AIM - Reproduce the stretch from "Reexamination Certificate" through "into the secondary low-velocity fluid." in the ejector patent text word for word.

C137S896000, C060S247000, C060S248000, C060S249000, C060S226100, C060S262000

Reexamination Certificate

active

06308740

ABSTRACT:

TECHNICAL FIELD OF THE INVENTION
This invention relates generally to the field of ejectors for pumping a fluid flow, and more particularly to an ejector in which the efficiency of mixing the primary high-velocity fluid, or jet, and the secondary low-velocity fluid is improved by pulsating the primary fluid flow into the secondary low-velocity fluid.
BACKGROUND OF THE INVENTION
In an ejector, a primary high-velocity fluid, such as a steam, gas, or vapor jet, is used to entrain and pump a secondary low-velocity fluid while mixing with it. In an ejector, the mixing of the primary high-velocity fluid and the secondary fluid occurs in the mixing section of the diffuser by sheer forces between the high-velocity stream and the secondary low-velocity fluid. Ejectors have a low power conversion efficiency due to the dissipation of energy resulting from friction forces between the primary high-velocity fluid stream and the secondary low-velocity fluid.
Jet engines create thrust by directing a high-energy exhaust stream from an exhaust nozzle. Typically, a jet engine accepts air through an inlet and compresses the air in a compressor section. The compressed air is directed to a combustion chamber, mixed with fuel, and burned. Energy released from the burning fuel creates a high temperature in the combustion chamber. The high-pressure air passes through a turbine section and into an exhaust chamber. The high-pressure air is then forced from the exhaust chamber through a nozzle, where the air exits the engine. Typically, as the air passes through the throat of the nozzle, it expands and accelerates from subsonic to supersonic speeds, essentially translating the energy of the exhaust flow from a pressure into a velocity. The energy level of the air in the exhaust chamber generally relates to the velocity of the air as it exits the nozzle. The greater the velocities of a given mass flow of air exiting the engine, the greater the thrust created by the engine.

DATASET RECORDS -
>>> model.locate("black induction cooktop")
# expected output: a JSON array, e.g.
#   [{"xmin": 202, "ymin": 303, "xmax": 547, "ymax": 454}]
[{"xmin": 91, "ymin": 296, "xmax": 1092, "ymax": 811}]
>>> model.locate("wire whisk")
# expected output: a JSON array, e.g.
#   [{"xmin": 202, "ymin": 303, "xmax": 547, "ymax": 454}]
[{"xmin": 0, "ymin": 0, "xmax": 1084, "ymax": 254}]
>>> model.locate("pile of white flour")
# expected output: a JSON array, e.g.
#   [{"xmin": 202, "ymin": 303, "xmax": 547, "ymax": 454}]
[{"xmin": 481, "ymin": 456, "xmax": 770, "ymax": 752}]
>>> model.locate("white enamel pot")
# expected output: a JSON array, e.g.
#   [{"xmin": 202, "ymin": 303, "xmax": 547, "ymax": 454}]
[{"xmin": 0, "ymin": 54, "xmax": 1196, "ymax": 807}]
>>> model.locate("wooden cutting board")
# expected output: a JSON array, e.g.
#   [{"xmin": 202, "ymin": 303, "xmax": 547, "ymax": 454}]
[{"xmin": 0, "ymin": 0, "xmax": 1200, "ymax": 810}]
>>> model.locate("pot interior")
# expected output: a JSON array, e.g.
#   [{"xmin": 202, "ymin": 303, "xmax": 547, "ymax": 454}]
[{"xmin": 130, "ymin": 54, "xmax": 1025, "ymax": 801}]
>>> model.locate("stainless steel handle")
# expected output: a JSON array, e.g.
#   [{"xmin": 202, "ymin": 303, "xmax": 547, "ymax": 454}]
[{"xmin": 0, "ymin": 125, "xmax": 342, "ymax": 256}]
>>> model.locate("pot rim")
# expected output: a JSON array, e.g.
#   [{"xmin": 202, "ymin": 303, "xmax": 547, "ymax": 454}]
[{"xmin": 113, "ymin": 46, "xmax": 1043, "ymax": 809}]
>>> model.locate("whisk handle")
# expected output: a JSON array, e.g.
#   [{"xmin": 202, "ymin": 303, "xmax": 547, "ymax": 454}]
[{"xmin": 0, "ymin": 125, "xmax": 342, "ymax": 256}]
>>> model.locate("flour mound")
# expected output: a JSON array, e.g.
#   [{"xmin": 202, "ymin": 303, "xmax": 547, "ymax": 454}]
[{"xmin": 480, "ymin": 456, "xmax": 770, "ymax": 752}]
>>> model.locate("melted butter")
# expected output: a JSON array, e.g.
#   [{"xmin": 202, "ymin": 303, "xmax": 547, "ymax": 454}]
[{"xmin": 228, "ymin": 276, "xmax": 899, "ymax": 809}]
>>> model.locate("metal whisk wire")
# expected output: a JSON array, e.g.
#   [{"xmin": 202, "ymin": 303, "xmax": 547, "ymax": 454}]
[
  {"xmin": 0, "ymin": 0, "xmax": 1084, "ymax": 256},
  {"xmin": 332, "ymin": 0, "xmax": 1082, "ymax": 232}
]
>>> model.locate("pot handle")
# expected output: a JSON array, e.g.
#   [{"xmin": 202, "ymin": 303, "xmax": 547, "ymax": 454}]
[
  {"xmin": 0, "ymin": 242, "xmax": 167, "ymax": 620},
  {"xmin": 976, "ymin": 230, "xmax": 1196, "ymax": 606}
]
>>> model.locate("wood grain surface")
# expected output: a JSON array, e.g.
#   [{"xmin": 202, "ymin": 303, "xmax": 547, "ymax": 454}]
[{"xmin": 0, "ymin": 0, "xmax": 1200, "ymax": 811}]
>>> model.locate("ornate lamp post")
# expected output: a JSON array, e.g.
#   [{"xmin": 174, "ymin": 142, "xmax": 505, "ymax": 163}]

SOLUTION -
Reexamination Certificate

active

06308740

ABSTRACT:

TECHNICAL FIELD OF THE INVENTION
This invention relates generally to the field of ejectors for pumping a fluid flow, and more particularly to an ejector in which the efficiency of mixing the primary high-velocity fluid, or jet, and the secondary low-velocity fluid is improved by pulsating the primary fluid flow into the secondary low-velocity fluid.